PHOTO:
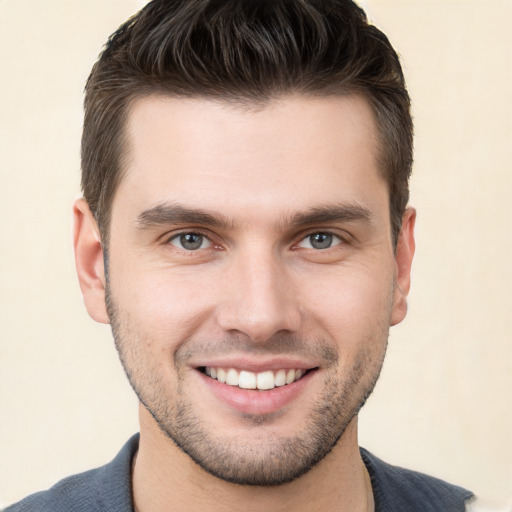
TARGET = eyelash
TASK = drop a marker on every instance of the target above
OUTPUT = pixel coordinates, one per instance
(303, 238)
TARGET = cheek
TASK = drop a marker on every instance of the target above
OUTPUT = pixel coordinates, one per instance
(351, 305)
(167, 304)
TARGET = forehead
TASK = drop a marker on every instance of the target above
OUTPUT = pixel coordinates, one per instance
(291, 152)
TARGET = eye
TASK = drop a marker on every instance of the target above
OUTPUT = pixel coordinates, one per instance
(320, 240)
(190, 241)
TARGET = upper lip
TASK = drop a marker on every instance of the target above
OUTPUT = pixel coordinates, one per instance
(257, 365)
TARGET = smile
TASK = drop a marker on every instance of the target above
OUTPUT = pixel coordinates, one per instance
(251, 380)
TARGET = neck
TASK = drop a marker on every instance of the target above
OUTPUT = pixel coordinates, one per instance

================

# Task description:
Although the material contains pictures, only the lines are to be written out, exactly as they stand.

# Solution to this exercise:
PHOTO:
TARGET = eyelash
TASK = drop a marker on every instance of the target above
OUTPUT = pixel coordinates, one per instance
(303, 238)
TARGET = cheek
TASK = drop a marker on every instance of the target above
OUTPUT = pixel coordinates, one per instance
(351, 305)
(167, 304)
TARGET = forehead
TASK = drop a marker on every instance of the target above
OUTPUT = pixel coordinates, one per instance
(291, 152)
TARGET = eye
TASK = drop a marker on every instance of the target above
OUTPUT = pixel coordinates, one per instance
(320, 240)
(190, 241)
TARGET = upper lip
TASK = drop a marker on every instance of the target above
OUTPUT = pixel coordinates, one per instance
(257, 365)
TARGET = smile
TASK = drop a marker on every instance of the target above
OUTPUT = pixel coordinates, one per instance
(251, 380)
TARGET = neck
TASK = drop a marker on every instance of the target above
OUTPUT = pixel coordinates, one per instance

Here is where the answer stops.